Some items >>

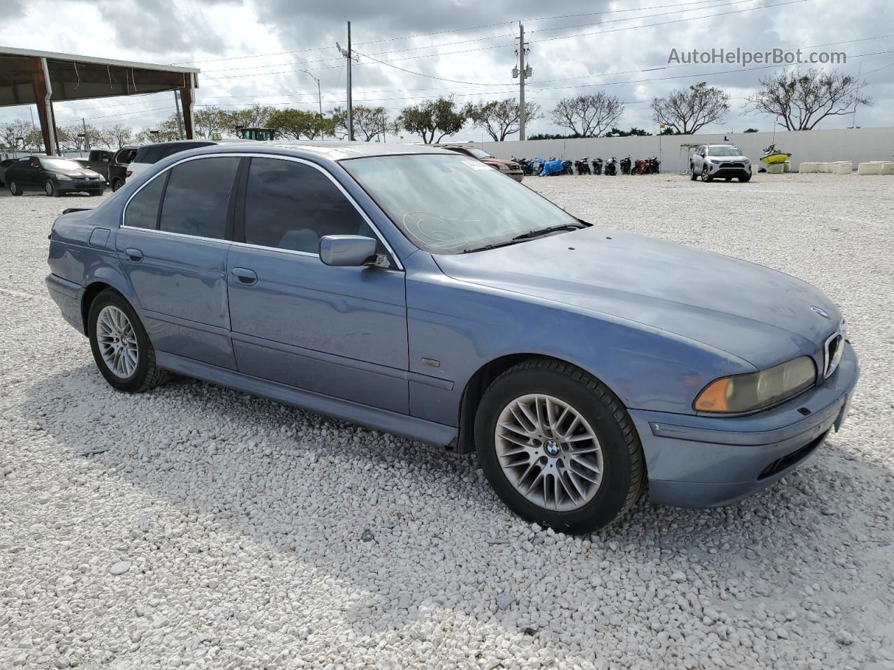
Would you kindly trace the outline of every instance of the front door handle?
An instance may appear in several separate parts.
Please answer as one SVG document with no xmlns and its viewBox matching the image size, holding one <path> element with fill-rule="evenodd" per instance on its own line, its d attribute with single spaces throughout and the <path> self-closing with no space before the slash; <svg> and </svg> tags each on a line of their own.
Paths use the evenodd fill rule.
<svg viewBox="0 0 894 670">
<path fill-rule="evenodd" d="M 232 272 L 232 276 L 238 279 L 240 284 L 251 286 L 257 283 L 257 273 L 254 270 L 249 270 L 244 267 L 234 267 Z"/>
</svg>

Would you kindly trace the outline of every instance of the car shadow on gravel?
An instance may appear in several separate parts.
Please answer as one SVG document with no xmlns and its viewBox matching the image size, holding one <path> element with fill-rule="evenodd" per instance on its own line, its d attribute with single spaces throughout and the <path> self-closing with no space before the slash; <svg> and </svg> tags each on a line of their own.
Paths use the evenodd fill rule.
<svg viewBox="0 0 894 670">
<path fill-rule="evenodd" d="M 673 590 L 680 580 L 719 580 L 721 601 L 784 604 L 818 574 L 852 583 L 861 568 L 878 567 L 873 552 L 890 556 L 889 517 L 877 514 L 873 496 L 887 487 L 890 507 L 894 475 L 859 460 L 839 436 L 799 471 L 738 505 L 687 510 L 643 500 L 582 544 L 512 515 L 474 456 L 204 382 L 179 379 L 129 396 L 85 364 L 35 381 L 21 412 L 57 440 L 60 458 L 88 458 L 91 469 L 155 501 L 212 520 L 216 532 L 360 589 L 365 595 L 344 616 L 367 632 L 393 630 L 420 608 L 468 614 L 476 606 L 462 594 L 469 591 L 485 607 L 494 589 L 524 604 L 527 577 L 505 584 L 513 565 L 516 574 L 524 568 L 536 578 L 556 560 L 578 561 L 578 574 L 607 575 L 620 565 L 631 584 Z M 839 559 L 842 549 L 848 556 Z M 544 560 L 532 563 L 538 554 Z M 551 574 L 557 592 L 577 579 L 572 570 Z M 871 593 L 871 586 L 853 590 Z M 375 595 L 383 587 L 384 601 Z M 580 597 L 571 590 L 569 598 Z"/>
</svg>

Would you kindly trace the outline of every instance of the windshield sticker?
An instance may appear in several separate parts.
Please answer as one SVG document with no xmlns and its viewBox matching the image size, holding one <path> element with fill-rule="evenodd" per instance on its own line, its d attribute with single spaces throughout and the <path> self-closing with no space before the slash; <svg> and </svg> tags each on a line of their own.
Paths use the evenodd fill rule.
<svg viewBox="0 0 894 670">
<path fill-rule="evenodd" d="M 476 161 L 473 158 L 463 158 L 462 162 L 468 165 L 472 170 L 493 170 L 490 165 L 485 165 L 481 161 Z"/>
</svg>

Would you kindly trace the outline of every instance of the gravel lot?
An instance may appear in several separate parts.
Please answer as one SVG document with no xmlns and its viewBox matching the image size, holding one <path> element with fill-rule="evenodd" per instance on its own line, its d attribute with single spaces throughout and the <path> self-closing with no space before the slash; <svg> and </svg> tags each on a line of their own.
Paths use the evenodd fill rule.
<svg viewBox="0 0 894 670">
<path fill-rule="evenodd" d="M 458 456 L 197 381 L 116 393 L 46 297 L 97 198 L 0 196 L 0 668 L 894 668 L 894 180 L 532 179 L 569 211 L 795 274 L 863 377 L 797 473 L 588 538 Z"/>
</svg>

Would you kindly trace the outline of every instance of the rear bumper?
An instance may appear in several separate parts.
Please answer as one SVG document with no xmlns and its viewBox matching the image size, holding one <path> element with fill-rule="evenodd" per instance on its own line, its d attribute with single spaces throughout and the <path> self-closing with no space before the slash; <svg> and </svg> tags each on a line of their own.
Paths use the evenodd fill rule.
<svg viewBox="0 0 894 670">
<path fill-rule="evenodd" d="M 69 281 L 55 274 L 46 275 L 46 289 L 62 312 L 63 318 L 81 335 L 84 333 L 83 319 L 80 316 L 80 284 Z"/>
<path fill-rule="evenodd" d="M 848 344 L 829 380 L 765 412 L 723 418 L 632 410 L 652 502 L 721 507 L 781 479 L 840 427 L 858 377 Z"/>
</svg>

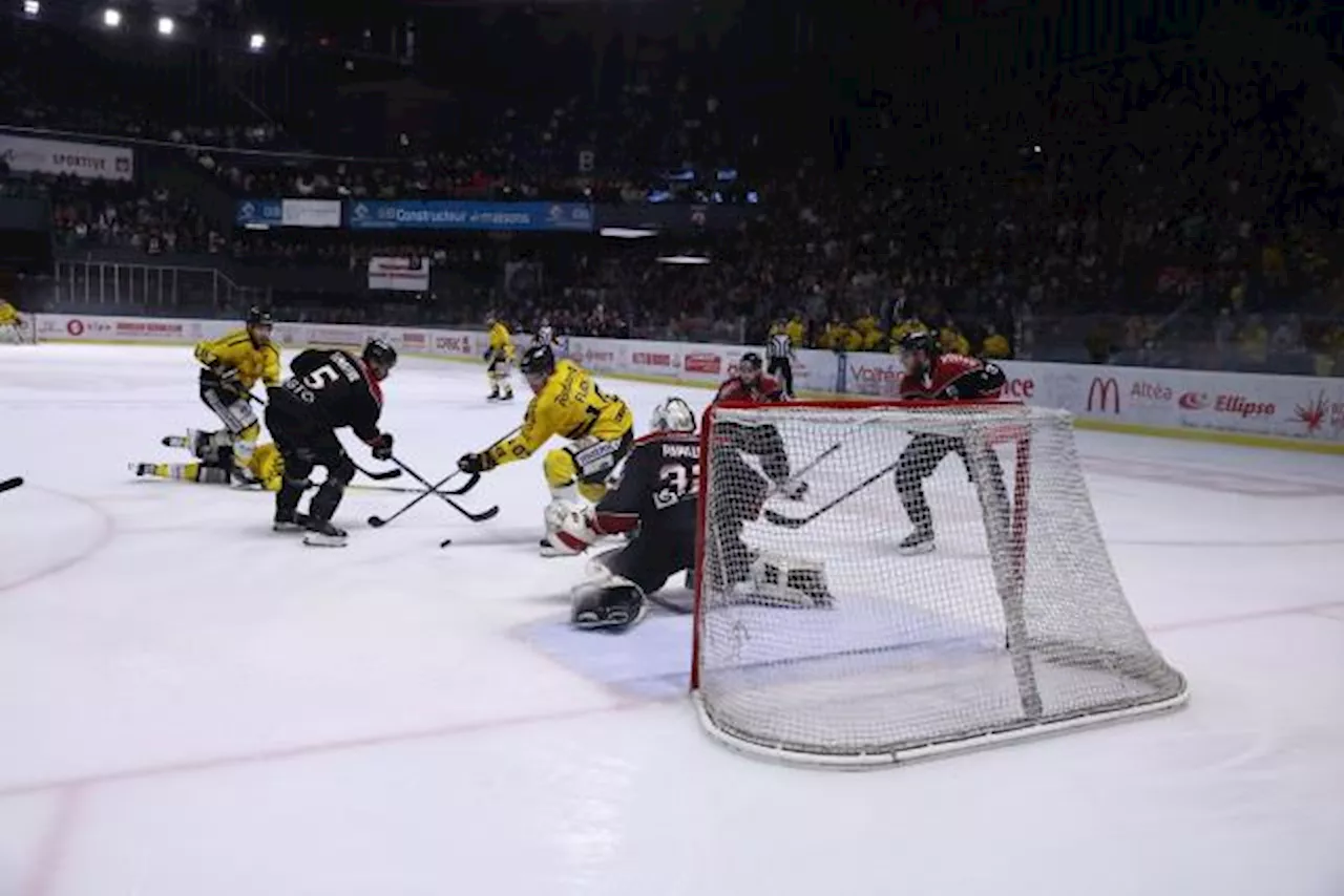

Written instruction >> Return, word for word, the lines starting at the one that contains "the rear bumper?" and running through the end of the items, leaving the pictures out of your answer.

Solution for this task >>
Would you kindly trace the outline of every instance of the rear bumper?
An instance may appear in several separate parts.
Please answer as one SVG document with no xmlns and its viewBox matching the image size, holding one <path> element with fill-rule="evenodd" per instance on its own line, its d attribute with single spaces throughout and the <path> self-closing with no space before the slash; <svg> and </svg> tags each on a line of their own.
Paths use the evenodd fill rule.
<svg viewBox="0 0 894 670">
<path fill-rule="evenodd" d="M 69 281 L 55 274 L 46 275 L 46 289 L 62 312 L 63 318 L 81 335 L 84 333 L 83 319 L 80 316 L 80 284 Z"/>
<path fill-rule="evenodd" d="M 848 344 L 829 380 L 765 412 L 723 418 L 632 410 L 652 502 L 721 507 L 781 479 L 840 427 L 858 377 Z"/>
</svg>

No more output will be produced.